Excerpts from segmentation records
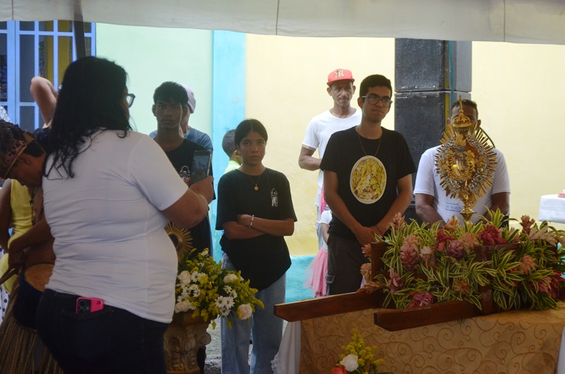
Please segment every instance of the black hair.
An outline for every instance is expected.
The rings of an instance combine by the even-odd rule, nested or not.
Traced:
[[[43,147],[37,142],[37,140],[32,140],[28,143],[28,146],[23,150],[22,153],[29,155],[32,157],[39,157],[44,153],[45,150]]]
[[[175,82],[165,82],[157,87],[153,93],[153,104],[161,100],[165,102],[179,103],[182,105],[183,111],[189,105],[189,94],[179,83]]]
[[[369,88],[376,86],[387,88],[391,90],[391,95],[392,95],[393,86],[391,85],[391,80],[384,76],[374,74],[369,76],[361,82],[361,87],[359,89],[359,97],[366,96]]]
[[[44,175],[62,169],[73,178],[73,162],[83,152],[79,149],[100,129],[121,131],[119,136],[127,135],[131,126],[124,107],[126,80],[124,68],[105,59],[84,57],[69,66],[49,133],[53,163]]]
[[[467,105],[468,107],[470,107],[475,109],[477,112],[477,118],[479,118],[479,109],[477,108],[477,103],[472,100],[470,100],[469,99],[463,99],[461,100],[461,104],[463,105]],[[449,116],[451,116],[451,112],[453,111],[453,108],[458,108],[459,107],[459,101],[457,100],[453,104],[451,104],[451,107],[449,109]]]
[[[228,157],[231,157],[235,152],[235,130],[228,130],[222,138],[222,149]]]
[[[268,140],[267,130],[265,128],[265,126],[263,126],[263,123],[256,119],[245,119],[242,121],[235,129],[234,144],[239,144],[243,138],[247,136],[247,134],[251,131],[258,133],[258,134],[265,139],[266,142]]]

#### What needs to be done:
Please rewrite all the items with every "instance" changed to "occurrence" and nothing else altered. Leave the pictures out.

#### Task output:
Please segment every occurrence of the black hair.
An outline for every occurrence is expected.
The rings of an occurrence combine by the even-odd rule, nested or not.
Traced:
[[[43,147],[37,142],[37,140],[32,140],[28,143],[28,146],[23,150],[22,153],[29,155],[32,157],[39,157],[44,153],[45,150]]]
[[[175,82],[165,82],[157,87],[153,93],[153,104],[161,100],[165,102],[179,103],[182,105],[183,111],[189,105],[189,94],[179,83]]]
[[[369,88],[376,86],[387,88],[391,90],[391,95],[392,95],[393,86],[391,85],[391,80],[384,76],[374,74],[369,76],[361,82],[361,87],[359,89],[359,97],[366,96]]]
[[[44,175],[62,169],[73,178],[73,162],[83,152],[79,149],[100,129],[121,131],[119,136],[127,135],[131,126],[124,107],[126,80],[124,68],[105,59],[84,57],[69,66],[49,133],[53,163]]]
[[[467,105],[468,107],[470,107],[475,109],[477,112],[477,118],[479,118],[479,109],[477,108],[477,103],[472,100],[470,100],[469,99],[463,99],[461,100],[461,104],[463,105]],[[449,116],[451,116],[451,112],[453,111],[453,108],[458,108],[459,107],[459,101],[457,100],[453,104],[451,104],[451,107],[449,109]]]
[[[228,157],[231,157],[235,152],[235,130],[228,130],[222,138],[222,149]]]
[[[268,140],[267,130],[265,128],[265,126],[263,126],[263,123],[256,119],[245,119],[242,121],[235,129],[234,144],[239,144],[243,138],[247,136],[247,134],[251,131],[258,133],[258,134],[265,139],[266,142]]]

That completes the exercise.